**** Source text ****
Speech By General Muhammadu Buhari, Gcfr, Chairman Of The Board Of Trustees Of The Congress For Progressive Change, CPC, At The Party’s National Convention In Abuja, May 11, 2013

Protocols

With your permission, Mr Chairman, I would like to begin by welcoming all the CPC delegates to this historic occasion. And our special welcome goes out to our friends and colleagues from sister-parties, notably Chief Bisi Akande, Chief Audu Ogbeh, Musa Gwadabe, Dr. Yakubu Lame, Governors Raji Fashola and Ibikunle Amosun, former Governors Achike Udenwa, Segun Osoba and Chris Ngige, Alhaji Lai Mohammed of the ACN, Senator Ahmed Sani, Yariman Bakura, of the ANPP, and Owelle Rochas Okorocha of APGA.

2. But before I deliver my speech, I would like all of us here and across the country to reflect on the seriousness of the security situation in the country today. Some areas of the nation are virtual war zones in a country supposedly at peace. Whole local governments in some states in the North East are no-go areas to representatives of constituted authority. Marauders of every description armed to the teeth with all manner of sophisticated armaments roam the national landscape with total and murderous impunity. The patience of this nation and the various communities within it has been severely tried and stretched to its limits. And there is no end in sight.

3. Anarchy is knocking on the door of many sections of this country and the Federal government has not demonstrated that it has the good sense to understand what is going on, or the competence to check it. The nation is hopelessly adrift. But, if we are to survive, this vicious circle of violence that has engulfed this nation must be brought to an end; and we implore the National Assembly to take the lead in this quest for peace. I am sure everybody in this gathering will join me in expressing sympathy for, and solidarity with, the good people of Borno, Yobe, Kano, and now, Nasarawa and Benue states on their suffering and travails.

3. Anarchy is knocking on the door of many sections of this country and the Federal government has not demonstrated that it has the good sense to understand what is going on, or the competence to check it. The nation is hopelessly adrift. But, if we are to survive, this vicious circle of violence that has engulfed this nation must be brought to an end; and we implore the National Assembly to take the lead in this quest for peace. I am sure everybody in this gathering will join me in expressing sympathy for, and solidarity with, the good people of Borno, Yobe, Kano, and now, Nasarawa and Benue states on their suffering and travails.
**** Record excerpts ****
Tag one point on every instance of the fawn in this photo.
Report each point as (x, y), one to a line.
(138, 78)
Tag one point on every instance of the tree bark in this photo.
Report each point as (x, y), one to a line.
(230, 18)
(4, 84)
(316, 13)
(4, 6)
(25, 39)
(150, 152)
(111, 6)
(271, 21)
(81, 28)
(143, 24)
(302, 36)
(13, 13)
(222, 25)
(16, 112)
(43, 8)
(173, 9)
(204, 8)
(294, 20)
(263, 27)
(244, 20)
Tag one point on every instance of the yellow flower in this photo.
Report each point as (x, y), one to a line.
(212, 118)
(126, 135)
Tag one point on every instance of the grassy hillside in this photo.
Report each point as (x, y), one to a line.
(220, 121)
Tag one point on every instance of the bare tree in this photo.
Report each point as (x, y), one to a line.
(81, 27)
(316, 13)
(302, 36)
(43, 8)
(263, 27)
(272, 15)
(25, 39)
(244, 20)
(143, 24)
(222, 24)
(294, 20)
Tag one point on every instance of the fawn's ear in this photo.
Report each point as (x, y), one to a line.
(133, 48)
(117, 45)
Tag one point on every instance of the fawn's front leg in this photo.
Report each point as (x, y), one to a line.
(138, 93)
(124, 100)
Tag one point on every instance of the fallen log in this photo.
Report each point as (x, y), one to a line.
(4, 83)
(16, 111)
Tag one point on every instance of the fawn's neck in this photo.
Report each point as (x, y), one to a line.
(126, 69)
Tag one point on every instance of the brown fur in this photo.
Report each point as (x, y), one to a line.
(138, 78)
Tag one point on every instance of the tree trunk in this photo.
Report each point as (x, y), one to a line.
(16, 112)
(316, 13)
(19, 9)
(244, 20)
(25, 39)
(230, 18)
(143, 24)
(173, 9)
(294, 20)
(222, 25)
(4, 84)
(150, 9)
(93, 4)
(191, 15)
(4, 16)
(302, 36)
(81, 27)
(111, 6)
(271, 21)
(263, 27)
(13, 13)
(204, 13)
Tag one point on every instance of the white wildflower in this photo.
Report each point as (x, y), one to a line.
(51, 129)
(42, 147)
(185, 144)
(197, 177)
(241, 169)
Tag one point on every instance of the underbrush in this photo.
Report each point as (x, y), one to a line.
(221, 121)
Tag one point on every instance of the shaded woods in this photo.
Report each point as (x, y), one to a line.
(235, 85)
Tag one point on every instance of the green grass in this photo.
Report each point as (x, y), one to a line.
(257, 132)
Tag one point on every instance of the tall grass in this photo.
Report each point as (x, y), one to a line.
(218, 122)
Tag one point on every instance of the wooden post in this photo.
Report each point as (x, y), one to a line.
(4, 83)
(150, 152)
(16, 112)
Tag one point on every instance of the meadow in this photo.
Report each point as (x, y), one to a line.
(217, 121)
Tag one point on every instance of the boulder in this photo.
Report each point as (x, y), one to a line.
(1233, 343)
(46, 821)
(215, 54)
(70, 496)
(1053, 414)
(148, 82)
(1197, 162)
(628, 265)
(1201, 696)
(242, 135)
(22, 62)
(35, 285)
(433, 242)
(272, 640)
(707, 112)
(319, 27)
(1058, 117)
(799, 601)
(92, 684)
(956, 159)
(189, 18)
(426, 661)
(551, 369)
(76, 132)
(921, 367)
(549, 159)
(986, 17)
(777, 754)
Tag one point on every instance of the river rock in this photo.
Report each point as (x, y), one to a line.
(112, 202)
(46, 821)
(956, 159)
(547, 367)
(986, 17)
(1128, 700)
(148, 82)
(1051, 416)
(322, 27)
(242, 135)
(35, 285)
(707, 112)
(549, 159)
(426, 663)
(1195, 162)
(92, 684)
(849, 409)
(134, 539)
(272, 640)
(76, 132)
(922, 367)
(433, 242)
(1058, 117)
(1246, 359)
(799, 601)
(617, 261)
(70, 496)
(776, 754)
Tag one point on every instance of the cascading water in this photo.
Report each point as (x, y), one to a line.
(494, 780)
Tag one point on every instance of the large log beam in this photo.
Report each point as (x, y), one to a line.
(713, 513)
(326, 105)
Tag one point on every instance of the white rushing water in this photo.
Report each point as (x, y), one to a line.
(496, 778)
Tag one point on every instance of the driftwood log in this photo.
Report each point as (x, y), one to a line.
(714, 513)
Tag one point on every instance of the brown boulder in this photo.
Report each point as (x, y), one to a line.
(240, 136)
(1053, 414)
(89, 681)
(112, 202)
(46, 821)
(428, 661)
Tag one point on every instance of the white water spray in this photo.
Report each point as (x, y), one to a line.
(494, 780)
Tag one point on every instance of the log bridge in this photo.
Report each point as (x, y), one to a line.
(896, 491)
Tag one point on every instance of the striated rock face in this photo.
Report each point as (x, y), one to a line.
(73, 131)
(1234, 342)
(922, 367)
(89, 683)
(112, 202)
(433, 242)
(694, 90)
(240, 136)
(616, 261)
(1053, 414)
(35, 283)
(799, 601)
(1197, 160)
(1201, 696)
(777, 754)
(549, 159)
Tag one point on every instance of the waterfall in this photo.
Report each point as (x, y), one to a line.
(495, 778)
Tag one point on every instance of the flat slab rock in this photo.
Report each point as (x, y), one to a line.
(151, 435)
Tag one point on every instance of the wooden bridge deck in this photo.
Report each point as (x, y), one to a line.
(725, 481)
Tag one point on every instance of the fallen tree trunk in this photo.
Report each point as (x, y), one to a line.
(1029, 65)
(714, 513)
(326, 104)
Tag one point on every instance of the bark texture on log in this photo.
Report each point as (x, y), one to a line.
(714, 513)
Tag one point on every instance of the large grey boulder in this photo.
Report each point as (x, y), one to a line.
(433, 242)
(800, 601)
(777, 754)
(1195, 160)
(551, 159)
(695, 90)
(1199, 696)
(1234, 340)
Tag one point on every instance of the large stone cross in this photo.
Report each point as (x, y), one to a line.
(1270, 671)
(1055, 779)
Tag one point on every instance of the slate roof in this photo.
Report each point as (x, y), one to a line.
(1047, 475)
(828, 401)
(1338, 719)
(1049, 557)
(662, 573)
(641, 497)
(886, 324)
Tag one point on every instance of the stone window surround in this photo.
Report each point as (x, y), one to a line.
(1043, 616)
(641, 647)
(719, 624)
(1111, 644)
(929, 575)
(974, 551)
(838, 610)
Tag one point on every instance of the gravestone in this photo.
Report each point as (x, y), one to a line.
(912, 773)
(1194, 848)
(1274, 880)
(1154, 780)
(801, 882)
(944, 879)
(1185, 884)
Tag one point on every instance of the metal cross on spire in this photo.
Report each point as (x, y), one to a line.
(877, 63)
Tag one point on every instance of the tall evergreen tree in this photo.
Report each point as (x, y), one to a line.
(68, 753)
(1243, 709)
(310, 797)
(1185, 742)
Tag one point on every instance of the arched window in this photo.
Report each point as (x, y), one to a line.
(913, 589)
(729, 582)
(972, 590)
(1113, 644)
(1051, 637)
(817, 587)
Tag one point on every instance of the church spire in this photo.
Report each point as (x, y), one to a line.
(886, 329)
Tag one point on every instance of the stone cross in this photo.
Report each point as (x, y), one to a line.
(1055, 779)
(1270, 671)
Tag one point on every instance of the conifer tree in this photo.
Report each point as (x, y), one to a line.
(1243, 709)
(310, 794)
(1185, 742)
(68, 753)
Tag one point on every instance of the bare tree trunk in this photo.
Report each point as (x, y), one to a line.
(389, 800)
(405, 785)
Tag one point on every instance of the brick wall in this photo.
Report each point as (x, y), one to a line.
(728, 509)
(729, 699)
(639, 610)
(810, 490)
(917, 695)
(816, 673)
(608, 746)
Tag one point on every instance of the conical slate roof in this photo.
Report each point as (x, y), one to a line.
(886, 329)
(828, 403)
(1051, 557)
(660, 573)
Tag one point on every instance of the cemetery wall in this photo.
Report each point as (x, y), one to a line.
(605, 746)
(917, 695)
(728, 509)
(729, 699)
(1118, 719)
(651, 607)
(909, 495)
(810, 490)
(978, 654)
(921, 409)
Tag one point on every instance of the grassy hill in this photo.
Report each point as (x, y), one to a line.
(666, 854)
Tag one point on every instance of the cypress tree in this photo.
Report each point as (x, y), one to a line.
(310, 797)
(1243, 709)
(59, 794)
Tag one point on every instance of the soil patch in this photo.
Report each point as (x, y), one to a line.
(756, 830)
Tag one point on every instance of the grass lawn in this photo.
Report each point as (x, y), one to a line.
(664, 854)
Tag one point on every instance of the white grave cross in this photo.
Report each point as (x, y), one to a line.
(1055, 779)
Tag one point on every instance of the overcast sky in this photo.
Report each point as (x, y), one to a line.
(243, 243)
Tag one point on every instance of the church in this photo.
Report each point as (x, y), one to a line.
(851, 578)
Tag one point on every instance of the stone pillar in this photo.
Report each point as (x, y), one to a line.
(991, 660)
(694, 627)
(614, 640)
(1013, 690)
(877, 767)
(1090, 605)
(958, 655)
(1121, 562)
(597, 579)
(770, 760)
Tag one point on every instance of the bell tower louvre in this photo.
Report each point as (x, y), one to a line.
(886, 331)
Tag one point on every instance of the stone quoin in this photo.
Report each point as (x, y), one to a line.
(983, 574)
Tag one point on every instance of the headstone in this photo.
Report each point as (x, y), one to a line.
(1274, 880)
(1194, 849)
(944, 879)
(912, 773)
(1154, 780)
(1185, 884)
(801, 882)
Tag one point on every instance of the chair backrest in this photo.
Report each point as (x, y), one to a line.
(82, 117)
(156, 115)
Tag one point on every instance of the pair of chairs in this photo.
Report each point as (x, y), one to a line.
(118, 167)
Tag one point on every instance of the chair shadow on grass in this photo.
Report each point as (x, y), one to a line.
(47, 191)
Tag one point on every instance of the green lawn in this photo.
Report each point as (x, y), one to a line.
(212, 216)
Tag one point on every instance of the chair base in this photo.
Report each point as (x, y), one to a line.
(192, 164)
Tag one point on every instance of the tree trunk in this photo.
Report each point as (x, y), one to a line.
****
Task instructions:
a - Repeat the passage of the convention speech between "2. But before" and "end in sight.", inclusive.
b - In the convention speech, which body does the speaker implore to take the lead in the quest for peace?

Response list:
a -
2. But before I deliver my speech, I would like all of us here and across the country to reflect on the seriousness of the security situation in the country today. Some areas of the nation are virtual war zones in a country supposedly at peace. Whole local governments in some states in the North East are no-go areas to representatives of constituted authority. Marauders of every description armed to the teeth with all manner of sophisticated armaments roam the national landscape with total and murderous impunity. The patience of this nation and the various communities within it has been severely tried and stretched to its limits. And there is no end in sight.

b - The National Assembly.